Today's problem has gotten me thinking about it several times for several reasons. In particular, the first time I came across it I was pretty sure I knew the answer but didn't really know how to formalize a proof. It was only a couple of years later, when I remembered the problem for no reason at all, that I was able to answer it completely.
Problem statement: imagine you have an infinite table with a checkerboard pattern. In the bottom leftmost corner you put a $0$. For every other cell, you insert the smallest non-negative integer that hasn't been used neither in the same row, to the left of the cell, nor in the same column, below it. So, for example, the first row will have the numbers $0, 1, 2, 3, \cdots $. What is the number that appears in the $1997$th row, $2018$th column?
= = = = =
» **Challenges**
**a)** Please rewrite the checkerboard puzzle text between "Today's problem has" and "row, $2018$th column?", inclusive, replacing "table" with "grid".
**b)** In the checkerboard puzzle text, what number is placed in the bottom leftmost corner?
= = = = =
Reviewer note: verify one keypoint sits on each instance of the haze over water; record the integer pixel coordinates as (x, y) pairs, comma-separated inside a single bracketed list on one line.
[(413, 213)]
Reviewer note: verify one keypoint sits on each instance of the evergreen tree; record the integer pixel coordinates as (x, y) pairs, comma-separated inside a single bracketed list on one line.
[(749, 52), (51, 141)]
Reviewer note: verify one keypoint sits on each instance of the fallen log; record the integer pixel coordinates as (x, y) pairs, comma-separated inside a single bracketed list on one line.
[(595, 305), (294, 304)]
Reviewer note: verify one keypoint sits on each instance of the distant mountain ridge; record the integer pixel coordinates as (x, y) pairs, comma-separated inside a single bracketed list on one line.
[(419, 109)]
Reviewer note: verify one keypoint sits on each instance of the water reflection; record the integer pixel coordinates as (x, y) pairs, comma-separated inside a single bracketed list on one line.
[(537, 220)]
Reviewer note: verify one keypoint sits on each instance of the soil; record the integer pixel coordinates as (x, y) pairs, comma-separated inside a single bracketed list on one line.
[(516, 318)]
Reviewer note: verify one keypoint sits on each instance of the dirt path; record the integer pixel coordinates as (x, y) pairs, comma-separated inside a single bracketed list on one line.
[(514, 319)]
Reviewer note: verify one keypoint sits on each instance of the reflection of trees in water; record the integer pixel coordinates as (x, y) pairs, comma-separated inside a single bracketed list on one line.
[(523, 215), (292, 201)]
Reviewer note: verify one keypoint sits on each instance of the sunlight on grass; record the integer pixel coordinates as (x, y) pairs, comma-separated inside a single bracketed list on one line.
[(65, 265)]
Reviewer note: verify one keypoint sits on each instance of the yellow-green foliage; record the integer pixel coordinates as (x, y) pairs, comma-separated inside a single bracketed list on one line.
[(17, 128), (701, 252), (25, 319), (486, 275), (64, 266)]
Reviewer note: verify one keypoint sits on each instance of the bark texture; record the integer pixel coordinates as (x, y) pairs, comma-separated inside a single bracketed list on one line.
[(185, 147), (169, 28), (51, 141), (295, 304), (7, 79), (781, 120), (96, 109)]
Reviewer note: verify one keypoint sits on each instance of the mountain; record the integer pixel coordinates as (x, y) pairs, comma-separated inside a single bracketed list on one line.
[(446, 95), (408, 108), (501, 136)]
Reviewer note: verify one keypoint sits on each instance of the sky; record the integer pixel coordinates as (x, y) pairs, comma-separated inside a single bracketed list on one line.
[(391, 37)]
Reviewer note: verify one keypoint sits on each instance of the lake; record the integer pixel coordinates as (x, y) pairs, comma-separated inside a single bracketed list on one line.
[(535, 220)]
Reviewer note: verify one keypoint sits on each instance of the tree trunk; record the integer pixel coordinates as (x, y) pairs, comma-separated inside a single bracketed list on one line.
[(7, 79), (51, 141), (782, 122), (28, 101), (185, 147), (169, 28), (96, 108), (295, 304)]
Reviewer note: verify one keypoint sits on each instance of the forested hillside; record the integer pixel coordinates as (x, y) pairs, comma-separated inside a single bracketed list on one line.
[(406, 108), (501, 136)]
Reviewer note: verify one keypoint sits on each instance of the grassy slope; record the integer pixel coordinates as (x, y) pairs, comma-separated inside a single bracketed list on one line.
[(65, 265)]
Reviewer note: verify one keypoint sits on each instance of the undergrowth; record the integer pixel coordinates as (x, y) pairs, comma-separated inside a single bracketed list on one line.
= = = = =
» **Response list**
**a)**
Today's problem has gotten me thinking about it several times for several reasons. In particular, the first time I came across it I was pretty sure I knew the answer but didn't really know how to formalize a proof. It was only a couple of years later, when I remembered the problem for no reason at all, that I was able to answer it completely.
Problem statement: imagine you have an infinite grid with a checkerboard pattern. In the bottom leftmost corner you put a $0$. For every other cell, you insert the smallest non-negative integer that hasn't been used neither in the same row, to the left of the cell, nor in the same column, below it. So, for example, the first row will have the numbers $0, 1, 2, 3, \cdots $. What is the number that appears in the $1997$th row, $2018$th column?

**b)** 0